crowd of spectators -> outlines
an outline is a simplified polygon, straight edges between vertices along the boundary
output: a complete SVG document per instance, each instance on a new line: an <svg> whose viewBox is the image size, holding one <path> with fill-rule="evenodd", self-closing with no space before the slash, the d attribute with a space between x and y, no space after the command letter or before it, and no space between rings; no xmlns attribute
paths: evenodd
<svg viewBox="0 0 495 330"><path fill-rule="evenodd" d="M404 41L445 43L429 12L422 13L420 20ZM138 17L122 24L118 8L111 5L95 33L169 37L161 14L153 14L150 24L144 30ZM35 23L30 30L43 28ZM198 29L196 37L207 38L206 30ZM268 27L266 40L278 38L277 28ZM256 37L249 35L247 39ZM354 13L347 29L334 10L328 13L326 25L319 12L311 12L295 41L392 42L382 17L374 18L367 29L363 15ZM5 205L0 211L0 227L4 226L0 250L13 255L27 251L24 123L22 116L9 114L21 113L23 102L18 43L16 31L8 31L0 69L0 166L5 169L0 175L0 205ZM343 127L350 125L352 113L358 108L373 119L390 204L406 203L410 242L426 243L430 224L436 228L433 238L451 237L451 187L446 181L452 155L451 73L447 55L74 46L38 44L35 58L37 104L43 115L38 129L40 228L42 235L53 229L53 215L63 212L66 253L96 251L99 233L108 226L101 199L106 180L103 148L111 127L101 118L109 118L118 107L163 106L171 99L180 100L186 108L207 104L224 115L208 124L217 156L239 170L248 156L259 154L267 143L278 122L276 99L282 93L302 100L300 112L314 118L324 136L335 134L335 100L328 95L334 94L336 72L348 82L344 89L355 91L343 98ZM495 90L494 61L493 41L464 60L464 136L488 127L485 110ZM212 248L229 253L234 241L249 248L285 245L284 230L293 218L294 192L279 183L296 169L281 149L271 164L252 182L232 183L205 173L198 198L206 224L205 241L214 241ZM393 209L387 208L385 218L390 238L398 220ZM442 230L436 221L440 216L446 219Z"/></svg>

----

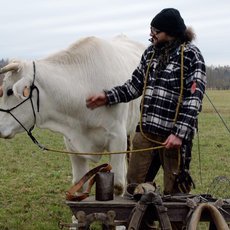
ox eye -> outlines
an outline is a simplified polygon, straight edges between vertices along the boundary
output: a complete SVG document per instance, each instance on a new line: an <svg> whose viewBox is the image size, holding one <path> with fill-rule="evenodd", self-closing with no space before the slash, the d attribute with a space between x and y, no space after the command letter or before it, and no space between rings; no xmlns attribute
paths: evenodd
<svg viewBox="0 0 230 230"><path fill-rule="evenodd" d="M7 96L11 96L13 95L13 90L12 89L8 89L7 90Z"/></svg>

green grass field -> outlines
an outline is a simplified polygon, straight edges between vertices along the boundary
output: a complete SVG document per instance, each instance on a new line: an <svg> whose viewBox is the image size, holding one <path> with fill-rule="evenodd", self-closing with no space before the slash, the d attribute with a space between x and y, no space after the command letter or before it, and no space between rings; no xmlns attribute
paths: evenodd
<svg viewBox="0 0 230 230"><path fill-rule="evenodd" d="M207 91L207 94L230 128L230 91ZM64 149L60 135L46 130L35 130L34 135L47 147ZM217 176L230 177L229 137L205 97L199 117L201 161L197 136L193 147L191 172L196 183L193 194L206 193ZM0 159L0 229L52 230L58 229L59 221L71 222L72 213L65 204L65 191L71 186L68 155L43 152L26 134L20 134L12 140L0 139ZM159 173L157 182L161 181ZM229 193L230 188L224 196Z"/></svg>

----

Salin tanpa perubahan baris-baris dari baris yang memuat "crowd of spectators -> outlines" sampai baris yang memuat "41L445 43L429 12L422", termasuk kedua baris tersebut.

crowd of spectators -> outlines
an outline is a simplified polygon, straight edges between vertices along the boundary
output: a complete SVG document per instance, each instance on a new line: an <svg> whose viewBox is the image size, holding one <path> with fill-rule="evenodd", self-closing with no space before the slash, the d attribute with a space between x and y, no space after the command letter or before it, and no space between rings; no xmlns attribute
paths: evenodd
<svg viewBox="0 0 495 330"><path fill-rule="evenodd" d="M404 41L445 43L429 12L422 13L420 20ZM138 17L122 24L118 8L111 5L95 33L169 37L161 14L153 14L150 24L144 30ZM35 23L30 30L43 28ZM198 29L196 37L207 38L206 30ZM268 27L266 40L278 38L277 28ZM256 37L249 35L247 39ZM354 13L347 29L334 10L328 13L326 25L319 12L311 12L295 41L392 42L382 17L374 18L367 29L363 15ZM5 205L0 211L0 227L4 226L0 250L13 255L27 251L24 123L22 116L9 114L21 113L23 102L18 43L16 31L8 31L0 69L0 166L5 169L0 175L0 205ZM343 127L350 125L352 113L358 108L373 119L390 204L406 203L410 242L426 243L430 224L436 228L433 238L451 237L451 187L446 181L452 155L451 73L447 55L74 46L38 44L35 58L37 104L43 115L38 129L40 228L42 235L53 229L53 215L63 212L66 253L96 251L99 233L108 226L101 199L106 180L103 148L111 127L101 118L109 118L118 107L163 106L171 99L180 100L186 108L207 104L224 115L208 124L217 156L239 170L248 156L259 154L267 143L278 122L276 99L282 93L302 100L300 112L314 118L324 136L335 134L335 100L328 95L334 94L336 72L348 82L344 89L355 91L343 98ZM495 90L494 61L493 41L464 60L464 136L488 127L485 110ZM212 248L229 253L234 241L249 248L285 245L284 230L293 218L294 192L279 183L296 169L281 149L271 164L252 182L232 183L205 173L198 198L206 224L205 241L214 241ZM393 209L387 208L385 218L390 238L398 220ZM442 230L436 221L440 216L446 219Z"/></svg>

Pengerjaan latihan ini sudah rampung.